═════ Records provided ═════

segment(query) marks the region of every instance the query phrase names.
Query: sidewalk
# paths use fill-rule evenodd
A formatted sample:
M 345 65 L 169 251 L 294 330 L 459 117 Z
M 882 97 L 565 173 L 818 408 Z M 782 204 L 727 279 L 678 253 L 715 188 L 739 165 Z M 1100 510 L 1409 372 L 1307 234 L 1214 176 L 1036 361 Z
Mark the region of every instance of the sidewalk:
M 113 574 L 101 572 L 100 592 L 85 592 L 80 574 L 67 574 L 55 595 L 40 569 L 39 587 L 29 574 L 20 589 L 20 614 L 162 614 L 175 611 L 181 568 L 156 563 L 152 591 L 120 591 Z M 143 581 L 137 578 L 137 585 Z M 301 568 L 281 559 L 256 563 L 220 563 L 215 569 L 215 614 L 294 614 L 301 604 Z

═════

• Work to do: Return the entries in full, keeping every line exactly as it is.

• Final result:
segment(query) marks the region of every instance the query phrase names.
Query: sidewalk
# paths use fill-rule evenodd
A formatted sample:
M 345 65 L 169 251 L 294 330 L 459 117 Z
M 882 97 L 565 173 L 818 408 Z M 782 204 L 727 279 L 678 253 L 715 188 L 739 165 Z M 1100 510 L 1409 372 L 1307 234 L 1214 176 L 1036 361 Z
Mark the region of every instance of the sidewalk:
M 113 574 L 101 572 L 100 592 L 85 592 L 80 574 L 67 574 L 55 595 L 40 569 L 39 587 L 29 574 L 20 589 L 20 614 L 162 614 L 175 611 L 181 568 L 156 563 L 152 591 L 120 591 Z M 143 581 L 137 578 L 137 585 Z M 301 568 L 281 559 L 256 563 L 220 563 L 215 569 L 215 614 L 294 614 L 301 604 Z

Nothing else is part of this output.